#### Aim of the task
Rewrite the lines between the one holding "point: the black tire" and the one holding "(1070, 649)", inclusive, as a Markdown table with the columns Row and Line, numbering each row and leaving out blank lines.

[Object pointing dataset rows]
○ ○ ○

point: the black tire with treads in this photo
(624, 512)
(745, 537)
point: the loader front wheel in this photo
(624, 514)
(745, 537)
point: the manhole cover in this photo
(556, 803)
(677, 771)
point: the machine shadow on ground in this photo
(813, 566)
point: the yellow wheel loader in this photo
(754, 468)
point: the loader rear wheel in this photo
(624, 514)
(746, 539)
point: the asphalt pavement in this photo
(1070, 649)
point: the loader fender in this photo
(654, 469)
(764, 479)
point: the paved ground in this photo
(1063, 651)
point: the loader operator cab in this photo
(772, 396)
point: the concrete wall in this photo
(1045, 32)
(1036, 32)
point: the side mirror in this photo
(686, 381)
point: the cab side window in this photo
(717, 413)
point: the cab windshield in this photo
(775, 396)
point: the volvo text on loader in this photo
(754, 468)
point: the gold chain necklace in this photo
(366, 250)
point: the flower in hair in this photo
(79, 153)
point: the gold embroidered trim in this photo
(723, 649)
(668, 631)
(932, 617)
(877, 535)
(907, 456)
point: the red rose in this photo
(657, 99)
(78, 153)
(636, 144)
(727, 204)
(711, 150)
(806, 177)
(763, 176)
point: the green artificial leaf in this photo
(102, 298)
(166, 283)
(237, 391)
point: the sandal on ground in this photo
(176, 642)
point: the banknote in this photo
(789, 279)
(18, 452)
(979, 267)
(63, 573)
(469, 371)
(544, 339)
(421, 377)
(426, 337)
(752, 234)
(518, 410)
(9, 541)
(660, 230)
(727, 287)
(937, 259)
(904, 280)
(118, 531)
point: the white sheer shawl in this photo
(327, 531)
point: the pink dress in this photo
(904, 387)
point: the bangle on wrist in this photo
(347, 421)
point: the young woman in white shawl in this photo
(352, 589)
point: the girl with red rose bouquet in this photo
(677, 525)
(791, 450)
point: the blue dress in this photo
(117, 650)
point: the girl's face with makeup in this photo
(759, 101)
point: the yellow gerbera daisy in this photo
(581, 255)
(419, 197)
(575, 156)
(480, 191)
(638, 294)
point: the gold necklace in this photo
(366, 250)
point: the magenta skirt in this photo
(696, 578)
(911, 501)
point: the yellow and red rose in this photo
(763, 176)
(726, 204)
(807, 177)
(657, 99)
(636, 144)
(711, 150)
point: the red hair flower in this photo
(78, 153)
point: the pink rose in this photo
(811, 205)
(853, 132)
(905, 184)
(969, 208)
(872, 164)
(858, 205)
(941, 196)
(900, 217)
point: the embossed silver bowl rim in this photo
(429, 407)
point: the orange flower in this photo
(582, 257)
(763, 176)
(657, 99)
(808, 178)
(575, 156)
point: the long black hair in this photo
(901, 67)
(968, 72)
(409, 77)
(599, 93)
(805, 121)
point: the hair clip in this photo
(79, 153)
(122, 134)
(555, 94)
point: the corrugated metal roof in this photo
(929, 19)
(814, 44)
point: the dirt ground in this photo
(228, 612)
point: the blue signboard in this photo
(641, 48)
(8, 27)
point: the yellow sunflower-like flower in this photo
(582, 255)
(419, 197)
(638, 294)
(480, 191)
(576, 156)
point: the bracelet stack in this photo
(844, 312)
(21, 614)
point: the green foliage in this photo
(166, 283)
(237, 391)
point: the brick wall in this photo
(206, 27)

○ ○ ○

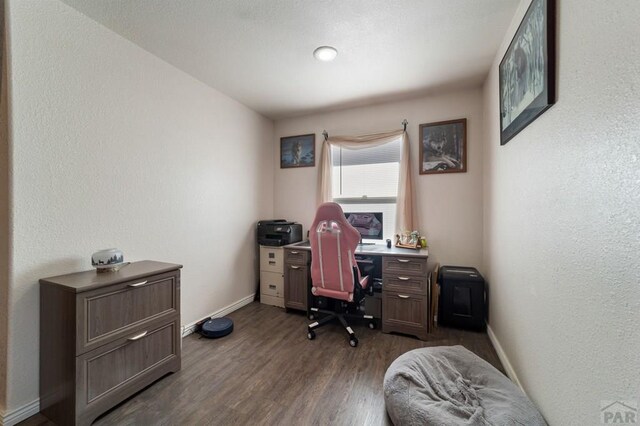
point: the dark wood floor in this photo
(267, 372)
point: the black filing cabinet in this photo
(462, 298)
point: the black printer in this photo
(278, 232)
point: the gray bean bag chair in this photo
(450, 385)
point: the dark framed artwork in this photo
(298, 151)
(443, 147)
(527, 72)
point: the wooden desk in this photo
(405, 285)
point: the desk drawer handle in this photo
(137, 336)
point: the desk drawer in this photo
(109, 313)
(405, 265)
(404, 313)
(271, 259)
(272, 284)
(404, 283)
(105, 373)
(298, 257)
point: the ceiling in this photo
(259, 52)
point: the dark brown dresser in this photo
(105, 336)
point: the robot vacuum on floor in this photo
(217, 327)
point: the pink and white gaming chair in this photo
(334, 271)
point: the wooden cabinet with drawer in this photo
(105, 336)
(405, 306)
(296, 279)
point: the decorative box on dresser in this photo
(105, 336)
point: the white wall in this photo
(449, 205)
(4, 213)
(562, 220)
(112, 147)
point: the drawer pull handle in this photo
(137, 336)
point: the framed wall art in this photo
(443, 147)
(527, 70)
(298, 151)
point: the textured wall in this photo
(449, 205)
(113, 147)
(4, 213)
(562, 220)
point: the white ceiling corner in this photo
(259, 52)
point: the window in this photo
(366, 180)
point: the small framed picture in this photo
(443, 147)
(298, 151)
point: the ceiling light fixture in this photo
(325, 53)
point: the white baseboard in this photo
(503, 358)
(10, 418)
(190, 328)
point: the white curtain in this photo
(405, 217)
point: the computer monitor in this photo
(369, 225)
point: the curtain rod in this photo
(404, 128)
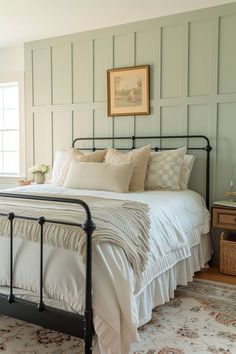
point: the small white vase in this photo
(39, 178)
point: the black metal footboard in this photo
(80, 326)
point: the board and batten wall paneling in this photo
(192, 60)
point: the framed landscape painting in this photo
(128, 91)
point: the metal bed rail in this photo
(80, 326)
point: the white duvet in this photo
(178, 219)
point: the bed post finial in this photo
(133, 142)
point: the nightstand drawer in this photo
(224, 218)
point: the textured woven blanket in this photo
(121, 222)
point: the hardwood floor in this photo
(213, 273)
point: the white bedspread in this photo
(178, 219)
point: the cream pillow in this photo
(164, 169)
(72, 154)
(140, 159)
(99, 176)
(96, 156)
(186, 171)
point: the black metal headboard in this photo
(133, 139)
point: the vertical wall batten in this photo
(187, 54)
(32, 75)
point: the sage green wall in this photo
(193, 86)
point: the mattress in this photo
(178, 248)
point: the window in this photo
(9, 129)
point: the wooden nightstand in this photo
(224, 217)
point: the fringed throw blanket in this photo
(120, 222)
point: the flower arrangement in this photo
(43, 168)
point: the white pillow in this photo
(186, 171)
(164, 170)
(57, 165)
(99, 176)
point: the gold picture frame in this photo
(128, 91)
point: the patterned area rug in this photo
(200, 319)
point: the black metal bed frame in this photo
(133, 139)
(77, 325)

○ ○ ○

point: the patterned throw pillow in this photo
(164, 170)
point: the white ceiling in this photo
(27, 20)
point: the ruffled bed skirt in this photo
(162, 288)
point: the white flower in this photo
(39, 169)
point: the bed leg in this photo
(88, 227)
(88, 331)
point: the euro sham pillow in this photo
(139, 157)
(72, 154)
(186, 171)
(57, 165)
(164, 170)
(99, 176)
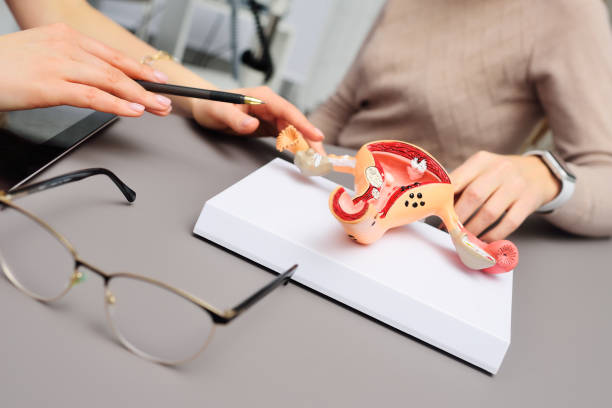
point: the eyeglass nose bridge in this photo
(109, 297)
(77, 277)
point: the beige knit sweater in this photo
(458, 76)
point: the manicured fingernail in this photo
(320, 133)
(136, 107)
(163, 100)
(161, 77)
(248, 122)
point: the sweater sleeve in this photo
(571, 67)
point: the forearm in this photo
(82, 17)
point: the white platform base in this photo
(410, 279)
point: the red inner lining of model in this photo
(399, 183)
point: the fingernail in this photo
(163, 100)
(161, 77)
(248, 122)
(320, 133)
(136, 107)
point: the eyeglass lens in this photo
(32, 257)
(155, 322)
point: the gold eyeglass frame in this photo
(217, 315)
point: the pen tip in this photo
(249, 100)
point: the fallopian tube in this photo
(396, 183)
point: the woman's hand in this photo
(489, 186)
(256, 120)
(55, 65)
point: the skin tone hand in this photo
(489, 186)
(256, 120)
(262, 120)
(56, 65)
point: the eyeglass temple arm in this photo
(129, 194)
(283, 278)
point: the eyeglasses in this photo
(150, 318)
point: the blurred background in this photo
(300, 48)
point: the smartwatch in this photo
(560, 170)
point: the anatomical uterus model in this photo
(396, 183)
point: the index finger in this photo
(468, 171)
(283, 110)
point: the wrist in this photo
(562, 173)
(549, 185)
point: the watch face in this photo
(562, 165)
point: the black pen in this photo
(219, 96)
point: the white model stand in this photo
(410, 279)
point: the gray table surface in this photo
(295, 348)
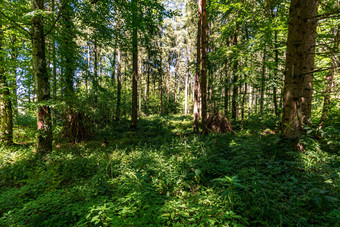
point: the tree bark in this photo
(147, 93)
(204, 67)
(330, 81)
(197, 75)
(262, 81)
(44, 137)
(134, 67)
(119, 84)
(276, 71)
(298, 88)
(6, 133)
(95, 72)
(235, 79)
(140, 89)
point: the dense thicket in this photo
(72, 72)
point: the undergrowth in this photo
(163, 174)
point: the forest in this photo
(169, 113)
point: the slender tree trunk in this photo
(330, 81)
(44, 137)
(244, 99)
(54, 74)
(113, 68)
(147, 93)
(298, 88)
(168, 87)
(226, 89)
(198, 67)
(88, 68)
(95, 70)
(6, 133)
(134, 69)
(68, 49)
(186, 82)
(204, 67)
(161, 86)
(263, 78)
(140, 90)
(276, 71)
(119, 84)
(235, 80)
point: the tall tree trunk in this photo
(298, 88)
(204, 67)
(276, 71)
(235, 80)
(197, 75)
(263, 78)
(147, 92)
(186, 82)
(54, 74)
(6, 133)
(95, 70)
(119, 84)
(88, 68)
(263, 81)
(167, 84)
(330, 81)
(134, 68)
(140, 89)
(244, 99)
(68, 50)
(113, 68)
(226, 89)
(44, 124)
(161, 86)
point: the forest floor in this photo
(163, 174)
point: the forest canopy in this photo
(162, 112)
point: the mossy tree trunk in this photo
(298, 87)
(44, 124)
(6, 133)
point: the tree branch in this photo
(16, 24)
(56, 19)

○ ○ ○

#### Reply
| Row | Line |
|---|---|
| 1 | point: the black tire with treads in this photo |
| 2 | (624, 512) |
| 3 | (745, 537) |
| 4 | point: the loader front wheel in this photo |
| 5 | (624, 514) |
| 6 | (745, 537) |
| 7 | point: the manhole cover in this photo |
| 8 | (556, 803) |
| 9 | (677, 771) |
| 10 | point: the machine shadow on ground in this photo |
| 11 | (813, 566) |
| 12 | point: the yellow wheel loader in this photo |
| 13 | (754, 468) |
| 14 | point: the loader rear wheel in this photo |
| 15 | (624, 514) |
| 16 | (746, 539) |
| 17 | point: the asphalt pavement in this photo |
| 18 | (1070, 649) |